▶ [STATED EXERCISE]
Count the lines of the entries below that contain the word "Trace", with case mattering, and give only the number.

▶ [MATERIAL SHOWN]
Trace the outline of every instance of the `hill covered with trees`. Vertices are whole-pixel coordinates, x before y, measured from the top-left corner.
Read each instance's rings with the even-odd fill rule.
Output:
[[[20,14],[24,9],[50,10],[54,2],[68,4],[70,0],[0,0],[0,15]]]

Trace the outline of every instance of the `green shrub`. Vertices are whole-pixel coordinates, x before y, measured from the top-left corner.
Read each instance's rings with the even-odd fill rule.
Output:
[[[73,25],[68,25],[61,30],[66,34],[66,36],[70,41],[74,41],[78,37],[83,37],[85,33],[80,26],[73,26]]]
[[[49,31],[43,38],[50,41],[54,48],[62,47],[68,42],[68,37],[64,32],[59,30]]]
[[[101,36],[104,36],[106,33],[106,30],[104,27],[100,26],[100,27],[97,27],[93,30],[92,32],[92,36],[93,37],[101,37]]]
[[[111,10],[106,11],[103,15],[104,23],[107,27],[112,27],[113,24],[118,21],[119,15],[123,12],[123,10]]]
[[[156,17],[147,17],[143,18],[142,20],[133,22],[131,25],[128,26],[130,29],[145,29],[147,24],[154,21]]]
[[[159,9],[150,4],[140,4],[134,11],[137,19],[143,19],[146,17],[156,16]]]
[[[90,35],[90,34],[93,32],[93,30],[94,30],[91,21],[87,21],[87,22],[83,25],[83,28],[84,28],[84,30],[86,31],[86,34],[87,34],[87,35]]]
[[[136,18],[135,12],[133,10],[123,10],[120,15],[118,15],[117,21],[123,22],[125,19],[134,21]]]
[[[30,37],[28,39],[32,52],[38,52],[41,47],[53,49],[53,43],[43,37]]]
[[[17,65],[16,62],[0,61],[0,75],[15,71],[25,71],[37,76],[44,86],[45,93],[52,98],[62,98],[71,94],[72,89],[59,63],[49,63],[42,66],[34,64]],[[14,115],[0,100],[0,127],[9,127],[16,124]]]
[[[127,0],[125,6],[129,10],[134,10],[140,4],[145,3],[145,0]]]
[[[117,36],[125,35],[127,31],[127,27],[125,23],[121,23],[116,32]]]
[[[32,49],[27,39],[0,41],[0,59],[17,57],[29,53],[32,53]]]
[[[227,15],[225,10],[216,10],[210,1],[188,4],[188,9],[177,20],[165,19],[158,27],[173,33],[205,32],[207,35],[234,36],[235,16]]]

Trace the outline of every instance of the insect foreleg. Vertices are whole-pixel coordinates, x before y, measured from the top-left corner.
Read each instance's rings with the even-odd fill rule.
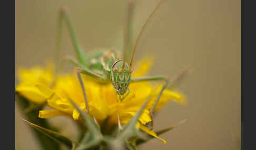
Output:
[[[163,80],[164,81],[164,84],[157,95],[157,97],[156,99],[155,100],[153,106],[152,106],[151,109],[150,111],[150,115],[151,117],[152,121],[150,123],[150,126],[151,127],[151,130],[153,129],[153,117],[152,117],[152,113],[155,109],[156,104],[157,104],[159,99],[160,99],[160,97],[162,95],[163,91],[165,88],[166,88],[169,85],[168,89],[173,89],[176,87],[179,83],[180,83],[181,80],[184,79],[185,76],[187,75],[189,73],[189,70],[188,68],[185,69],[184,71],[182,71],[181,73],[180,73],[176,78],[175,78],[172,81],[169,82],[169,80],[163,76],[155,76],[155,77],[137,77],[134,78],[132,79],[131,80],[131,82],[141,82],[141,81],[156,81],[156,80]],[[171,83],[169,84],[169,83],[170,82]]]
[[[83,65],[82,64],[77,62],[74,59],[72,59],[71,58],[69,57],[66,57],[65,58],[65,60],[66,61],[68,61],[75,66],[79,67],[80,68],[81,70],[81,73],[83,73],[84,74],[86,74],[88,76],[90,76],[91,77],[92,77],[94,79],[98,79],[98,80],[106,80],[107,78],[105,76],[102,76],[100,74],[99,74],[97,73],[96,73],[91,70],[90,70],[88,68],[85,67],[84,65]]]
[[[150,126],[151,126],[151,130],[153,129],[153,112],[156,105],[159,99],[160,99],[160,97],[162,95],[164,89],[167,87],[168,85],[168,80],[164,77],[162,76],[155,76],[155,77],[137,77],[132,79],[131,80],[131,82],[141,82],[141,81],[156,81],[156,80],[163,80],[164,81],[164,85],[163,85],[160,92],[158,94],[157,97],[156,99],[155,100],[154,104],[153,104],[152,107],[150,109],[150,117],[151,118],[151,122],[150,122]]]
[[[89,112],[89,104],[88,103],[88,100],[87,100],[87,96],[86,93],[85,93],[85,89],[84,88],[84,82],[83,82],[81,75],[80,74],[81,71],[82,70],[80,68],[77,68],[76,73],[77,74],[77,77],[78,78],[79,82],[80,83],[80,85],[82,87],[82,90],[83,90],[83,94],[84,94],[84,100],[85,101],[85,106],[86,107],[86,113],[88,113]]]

--

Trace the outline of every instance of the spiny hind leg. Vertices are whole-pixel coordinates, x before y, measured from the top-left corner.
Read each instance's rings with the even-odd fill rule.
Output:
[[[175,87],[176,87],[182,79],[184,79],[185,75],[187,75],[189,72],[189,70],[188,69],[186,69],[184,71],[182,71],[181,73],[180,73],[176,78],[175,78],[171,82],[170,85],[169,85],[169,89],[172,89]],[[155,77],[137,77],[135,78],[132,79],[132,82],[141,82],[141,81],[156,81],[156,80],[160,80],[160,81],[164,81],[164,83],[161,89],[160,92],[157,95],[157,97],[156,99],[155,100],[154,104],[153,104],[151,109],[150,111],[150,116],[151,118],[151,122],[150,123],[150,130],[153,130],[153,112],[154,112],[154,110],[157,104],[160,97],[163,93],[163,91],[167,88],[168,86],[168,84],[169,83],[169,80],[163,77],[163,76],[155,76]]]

▶ [SOLUTION FOR THIS EXERCISE]
4